══ Page text ══

The (very special) road!

Wednesday 6th August, Killar – Sohal (plus a bit)

This is the section of road that I’ve been waiting so long for! Although the early part of the day was pretty ugly…

I’d promised myself a 6:00 am start but hadn’t really believed it. Not bad though; I was ready to order cheese omelette and toast by 6:20. Probably my earliest start yet, despite all my early good intentions to be on the road at 5:00 to avoid the heat. Not that heat is really an issue now, unlike down in Chandigarh. That feels a long time ago…

It was a steady drop from Killar to the Sach Pass turnoff, which continued downward towards the river. I could see the Sach Pass road, climbing back up on the far side of the valley. That would take me towards Dalhousie and the Kangra Valley; another beautiful area but a route for another time.


The beginning of the Sach Pass climb, across the Chenab river on the other side of the valley:


My route contoured along, sandy but fairly smooth. A little traffic: one truck carrying rebar and some workers, and a bus that I suspect only goes as far as Dharwas, just a few kilometres ahead.

(This suspicion was confirmed shortly afterwards when the bus reappeared, now almost full, heading back towards Killar. A morning ‘commuter’ run?)




Drop, drop, drop on a predominantly sandy surface. No tarmac this morning. Or for a while, I suspected. After about 10 km, there was a turnoff back almost in the direction I’d come but steeply uphill. I’d tried to put today’s route on my GPS and now it was telling me to take the U-turn. Looking at the map, this didn’t make much sense so I continued straight, then down hairpins almost to the river.

Another beautiful solitary morning in paradise:



This is the Pangi Valley I’m travelling through. Road construction still seems to be a major employer in the region. Big blocks are broken down (by sledge hammer) into smaller blocks for wall construction or (by ‘toffee’ hammer) into 2-5cm diameter ‘pebbles’ to be compacted and covered with asphalt. One day…


Short-haul pack animals, bringing sand up from the river banks:


After weeks of such roads, this sign seems a little redundant:


At 10:00 am, I went through passport control, leaving Himachal Pradesh for the state of Jammu and Kashmir (J&K). It was still, I was told, 130 km to Kishtwar; I hoped not, as I’d calculated the full Killar to Kishtwar distance at about 120 km and I just covered 18 km of that. Well, we’ll see…

I couldn’t find out any information about other cyclists on this route – not today, not this week, not ever, seemed to be the consensus but much may have been lost in translation. The HP policemen’s English was somewhat rudimentary (though much, much better than my non-existent Hindi). I also learned that there was a guesthouse in 37 km although I didn’t have much confidence in such a precise distance provided.


The road dropped roughly into a side valley, past a ‘Welcome to Himachal Pradesh’ shrine for voyagers going in the opposite direction, over a bridge and to a sign that told me that it is 385 km to Srinagar (my proposed route over Sinthan Top is about 85 km shorter but involves a significant climb from Bhandarkot at 1150m to Sinthan Top at 3800m). At an earlier time, the sign might have told me much more.

═══
══ Dataset excerpts ══

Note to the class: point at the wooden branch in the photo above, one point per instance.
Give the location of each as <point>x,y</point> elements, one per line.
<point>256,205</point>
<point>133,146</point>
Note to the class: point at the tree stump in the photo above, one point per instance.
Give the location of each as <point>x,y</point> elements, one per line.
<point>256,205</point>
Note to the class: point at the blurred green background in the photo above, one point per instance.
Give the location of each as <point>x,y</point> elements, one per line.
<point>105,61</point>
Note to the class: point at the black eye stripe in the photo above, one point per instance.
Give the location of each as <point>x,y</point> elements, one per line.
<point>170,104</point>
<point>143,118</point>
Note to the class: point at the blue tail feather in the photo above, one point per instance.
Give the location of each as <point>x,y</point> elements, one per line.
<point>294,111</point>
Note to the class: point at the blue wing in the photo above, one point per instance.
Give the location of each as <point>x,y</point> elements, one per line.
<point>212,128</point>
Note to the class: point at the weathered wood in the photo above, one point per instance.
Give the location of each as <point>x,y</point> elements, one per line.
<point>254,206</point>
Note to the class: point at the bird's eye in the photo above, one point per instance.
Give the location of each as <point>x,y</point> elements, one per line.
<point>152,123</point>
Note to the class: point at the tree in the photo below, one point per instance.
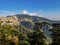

═══

## Problems to solve:
• A. In the listing, change "black eye stripe" to "dark eye stripe" and give back the lines beginning with the one containing "Note to the class: point at the blurred" and running through the one containing "<point>212,128</point>", with nothing else altered.
• B. Please carry on the cycling account of the road from Killar toward Kishtwar, picking up after its final sentence.

## Task-by-task outputs:
• A.
Note to the class: point at the blurred green background in the photo above, one point per instance.
Give the location of each as <point>x,y</point> elements, one per line.
<point>105,61</point>
Note to the class: point at the dark eye stripe in the photo above, one point per instance.
Give the location of each as <point>x,y</point> elements, one per line.
<point>170,104</point>
<point>143,118</point>
Note to the class: point at the blue tail feather in the photo above, one point per instance.
Give the location of each as <point>x,y</point> elements, one per line.
<point>294,111</point>
Note to the class: point at the blue wing in the photo above, one point per instance.
Give the location of each as <point>x,y</point> elements, one per line.
<point>212,128</point>

• B.
At this point, my day fell apart. For a while.

The road was a steep uphill rock-sand mix with riding not possible. There was a lot of one-step-up, slide two-back-down, with a pause for breath necessary at each shady spot. There were not enough shady spots.




I became quite inventive with my reasons for stopping and resting. Not just the usual photo-ops; I found my position on the GPS map and recalibrated the altitude setting (bad news; I’m lower than the GPS was telling me, indicating more climbing). I even took time to smell the ‘roses’ that were growing wild along the roadside:


I wasn’t the only ‘pedestrian’; I played leapfrog with three men walking in the same direction. They were going to Gulab Garh, which I knew to be before Kishtwar although I didn’t know just where. (My map had a gap in it – on one side, the map ended before reaching Gulab Garh and on the other side, the route picked up after Kishtwar.) For a while, they would stop at one shady stop and I would continue to the next, then they would pass me as I rested. A couple of share-4WDs passed me but otherwise there was no sign of humanity.


It didn’t help that each step hurt just where I didn’t want it to. I was peeing frequently, painfully, and bloodily. My enforced rest in Keylong, and the course of antibiotics I took there, hadn’t done the trick. It didn’t take long on anything but the smoothest of road surfaces for the problem to return. It’s a shame, because it is sapping my energy and my ability to enjoy this incredible location.

Eventually, I reached the end of the uphill. (It was only a climb of about 600 m from the J&K border; the climb over Sinthan Top on the way to Srinagar is around 2600 m. I can hardly wait.)

And then, still far ahead, I was greeted with the sight for which I had waited so long:


This looked to be the section of road that I had seen videos of: one from Mick Fowler & Co. in here last year to climb Kishtwar Kailash and a couple from Indians who had ridden it on Enfields.

There was a bar across the road at village of Ishtiyari (Ishtyari on Google), Paddar, with the sign ‘Stop’ on it so I traipsed down the steps to the police station. They weren’t interested in me so I was free to continue. Not hurriedly, though. I wanted to enjoy the anticipation of what lay ahead.


Traditional building methods:



A lot of the people in this part of India are quite fair-skinned:


I didn’t expect the road ahead to be too difficult or dangerous. If it’s four-wheel-driveable (and Enfield-rideable), then a mountain bike shouldn’t have too many problems. Even a heavily-laden bike, piloted by an ailing almost-pensioner.





Nonetheless, I was pretty excited. It is a remote and unspoiled part of the world and I felt privileged just to be there. And, of course, I was feeling the surge of adrenalin from a long-held ambition about to be realised.

As anticipated, the road required concentration but wasn’t otherwise demanding at all. It was (just about) all downhill so I kept a firm grip on the brakes. For a number of reasons: I was shooting some (shaky) handlebar video, ( and I didn’t want to go too close to the edge, and I didn’t want it to be over too quickly.

Of course, it was over far too quickly – I could have handled much more of this!


(In case you’re wondering, as I’m sure you are, about the bright yellow and blue top I’m wearing: this part of my ride feels definitely a step back in time, so a Leeds United shirt does seem appropriate.)

Just so I didn’t get too full of myself, a group of girls wandered down on their daily walk home from school:


After the most spectacular part was over, the road continued downhill, past a little ‘restaurant’ in the middle of nowhere (presumably, a village was nestled in the trees below).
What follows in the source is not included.